(Named-object pointing entries)
--

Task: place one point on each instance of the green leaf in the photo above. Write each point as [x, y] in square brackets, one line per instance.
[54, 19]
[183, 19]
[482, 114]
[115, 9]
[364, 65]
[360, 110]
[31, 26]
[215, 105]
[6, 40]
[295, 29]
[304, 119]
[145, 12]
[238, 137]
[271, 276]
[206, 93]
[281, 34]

--

### Directive
Rewrite all of the records above as a numbered list, leaving out any blank lines.

### Solution below
1. Task: place one point on each instance of the green leaf in the photo above. Write each point as [x, y] in square brackets, one line per instance.
2. [54, 19]
3. [183, 19]
4. [482, 114]
5. [115, 9]
6. [364, 65]
7. [360, 110]
8. [31, 26]
9. [215, 105]
10. [6, 40]
11. [295, 29]
12. [304, 119]
13. [145, 12]
14. [238, 137]
15. [271, 276]
16. [206, 93]
17. [281, 34]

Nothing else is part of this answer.